*RECORDS SUPPLIED*:
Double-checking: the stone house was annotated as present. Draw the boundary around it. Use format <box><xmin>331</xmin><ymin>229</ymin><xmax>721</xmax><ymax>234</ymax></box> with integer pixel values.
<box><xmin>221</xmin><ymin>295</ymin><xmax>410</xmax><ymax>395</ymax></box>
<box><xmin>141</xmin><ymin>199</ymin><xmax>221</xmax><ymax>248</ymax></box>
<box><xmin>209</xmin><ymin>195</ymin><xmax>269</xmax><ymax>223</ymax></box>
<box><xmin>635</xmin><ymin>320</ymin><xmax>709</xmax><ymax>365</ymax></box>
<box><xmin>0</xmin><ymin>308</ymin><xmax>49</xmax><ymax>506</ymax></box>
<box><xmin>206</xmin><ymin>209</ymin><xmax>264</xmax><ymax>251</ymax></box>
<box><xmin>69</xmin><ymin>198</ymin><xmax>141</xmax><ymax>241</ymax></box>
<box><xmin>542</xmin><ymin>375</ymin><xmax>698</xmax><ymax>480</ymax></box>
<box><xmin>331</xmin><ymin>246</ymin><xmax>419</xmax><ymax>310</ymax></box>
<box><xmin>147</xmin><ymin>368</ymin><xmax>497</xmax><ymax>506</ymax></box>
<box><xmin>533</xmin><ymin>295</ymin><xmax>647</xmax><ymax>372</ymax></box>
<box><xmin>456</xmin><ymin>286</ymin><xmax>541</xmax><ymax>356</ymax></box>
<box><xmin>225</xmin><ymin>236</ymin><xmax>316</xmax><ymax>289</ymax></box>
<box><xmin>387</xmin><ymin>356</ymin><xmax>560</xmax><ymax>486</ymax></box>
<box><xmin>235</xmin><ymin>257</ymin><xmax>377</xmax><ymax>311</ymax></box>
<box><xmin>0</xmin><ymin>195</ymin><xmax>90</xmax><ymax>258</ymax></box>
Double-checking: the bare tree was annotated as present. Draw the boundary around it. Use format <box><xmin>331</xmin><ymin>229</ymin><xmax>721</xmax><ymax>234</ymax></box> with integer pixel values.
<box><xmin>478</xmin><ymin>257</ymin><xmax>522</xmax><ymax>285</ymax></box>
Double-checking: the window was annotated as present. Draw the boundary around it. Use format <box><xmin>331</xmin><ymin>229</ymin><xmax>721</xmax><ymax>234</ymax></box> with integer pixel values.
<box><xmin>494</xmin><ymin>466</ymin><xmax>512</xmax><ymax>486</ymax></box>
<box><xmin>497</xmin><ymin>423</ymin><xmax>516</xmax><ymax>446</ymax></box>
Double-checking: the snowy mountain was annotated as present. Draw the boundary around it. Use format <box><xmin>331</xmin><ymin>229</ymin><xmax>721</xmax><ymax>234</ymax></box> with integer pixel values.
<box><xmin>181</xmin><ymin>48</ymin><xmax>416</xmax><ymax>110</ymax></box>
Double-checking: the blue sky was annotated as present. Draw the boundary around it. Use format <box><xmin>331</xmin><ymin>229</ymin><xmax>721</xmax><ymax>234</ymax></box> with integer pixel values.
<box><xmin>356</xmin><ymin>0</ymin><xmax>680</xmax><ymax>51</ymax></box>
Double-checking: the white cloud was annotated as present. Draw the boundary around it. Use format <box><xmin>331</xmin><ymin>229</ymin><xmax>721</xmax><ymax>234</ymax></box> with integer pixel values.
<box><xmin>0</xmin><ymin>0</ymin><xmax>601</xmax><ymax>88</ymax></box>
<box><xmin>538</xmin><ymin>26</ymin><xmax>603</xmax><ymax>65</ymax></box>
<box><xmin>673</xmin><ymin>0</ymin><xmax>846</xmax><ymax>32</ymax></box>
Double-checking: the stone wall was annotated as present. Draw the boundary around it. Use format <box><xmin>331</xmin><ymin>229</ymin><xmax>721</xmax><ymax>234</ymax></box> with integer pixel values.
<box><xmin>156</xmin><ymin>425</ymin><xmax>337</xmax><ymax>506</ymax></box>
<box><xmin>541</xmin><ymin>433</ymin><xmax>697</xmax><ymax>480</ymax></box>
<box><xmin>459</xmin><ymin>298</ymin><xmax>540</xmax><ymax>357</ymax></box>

*GOAL OF THE EXERCISE*: Count the lines in the records above that contain the string "blue", and give only that number.

*COMPLETED TASK*: 1